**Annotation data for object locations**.
·····

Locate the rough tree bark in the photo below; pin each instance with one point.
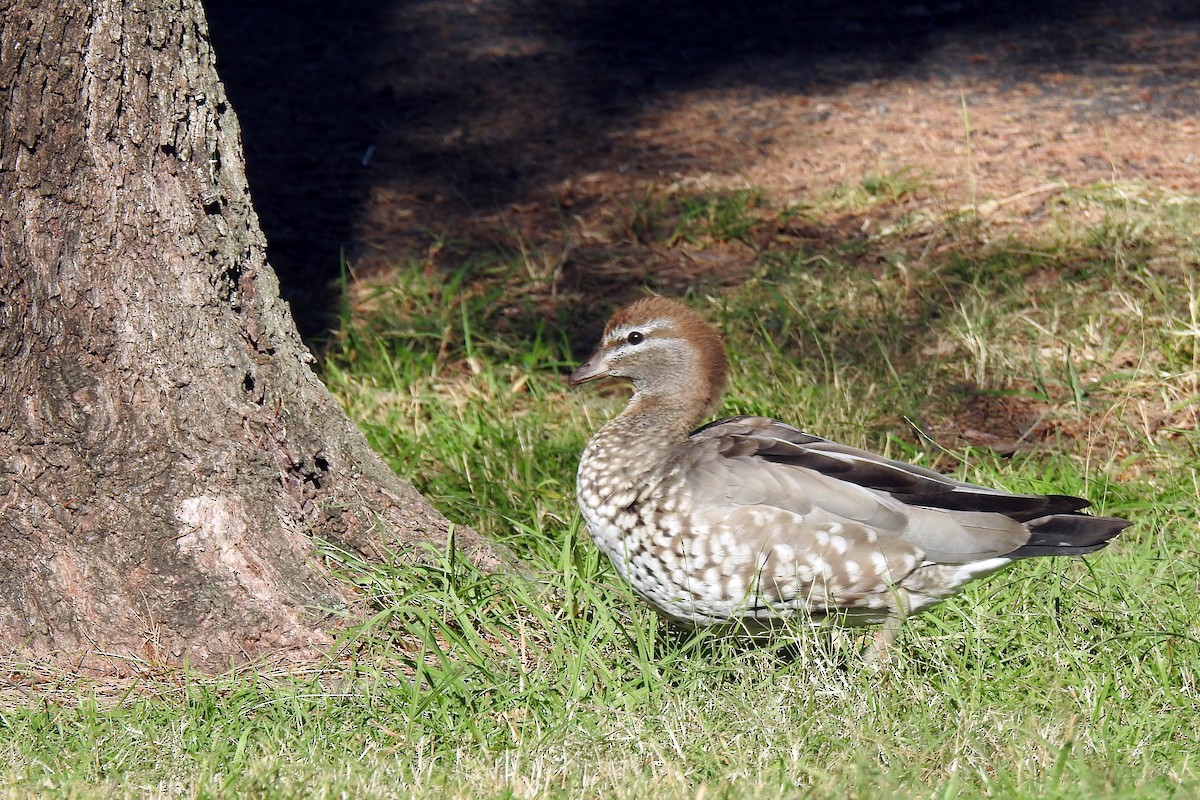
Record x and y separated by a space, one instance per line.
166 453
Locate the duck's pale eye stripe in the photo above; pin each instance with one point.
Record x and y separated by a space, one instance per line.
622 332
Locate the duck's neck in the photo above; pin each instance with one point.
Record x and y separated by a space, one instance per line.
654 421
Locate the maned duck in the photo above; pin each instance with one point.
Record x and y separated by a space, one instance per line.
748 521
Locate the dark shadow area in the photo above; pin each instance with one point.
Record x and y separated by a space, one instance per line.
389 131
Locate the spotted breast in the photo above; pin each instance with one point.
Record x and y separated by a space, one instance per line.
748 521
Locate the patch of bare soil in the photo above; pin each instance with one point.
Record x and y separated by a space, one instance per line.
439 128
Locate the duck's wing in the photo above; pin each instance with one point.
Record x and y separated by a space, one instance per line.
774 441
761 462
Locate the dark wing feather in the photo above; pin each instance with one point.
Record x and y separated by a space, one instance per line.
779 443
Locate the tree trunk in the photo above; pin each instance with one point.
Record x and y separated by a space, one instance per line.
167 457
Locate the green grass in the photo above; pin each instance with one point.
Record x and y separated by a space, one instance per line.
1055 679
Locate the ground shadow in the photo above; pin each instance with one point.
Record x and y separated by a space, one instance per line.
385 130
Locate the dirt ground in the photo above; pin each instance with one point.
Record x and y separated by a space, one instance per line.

·····

Starting at the line that contains "Locate the duck's wing" and ending with the last line of the listing, rewrite the listing with the request lines unchanged. Multiply each x and y coordinate in the answers by 1.1 and round to the nearest whole number, with halves rounding up.

Locate the duck's wing in the photo above; pin each instance with one point.
Record x and y separated by a space, one instance per line.
851 485
837 508
Locate the dark wing feather in the photo above; pin each instance with one point.
Record x and y separated by a space, one instance per line.
857 487
Locate the tree trunk in the photo above; pin each instance with one point.
Record x and y separated by a space, one instance per line.
184 503
Locate the green grass in the photo above; pin each instance with one point.
Record x and y separated by a space, one instance per line.
1161 747
Locate the ground shadow in the photo above; pin each instance with one point.
Record x and y separated by a space, one instance per line.
424 143
Locate the dirt ground in the photo above; pin each instance with one point.
Record x and y separated by a space, one instance per line.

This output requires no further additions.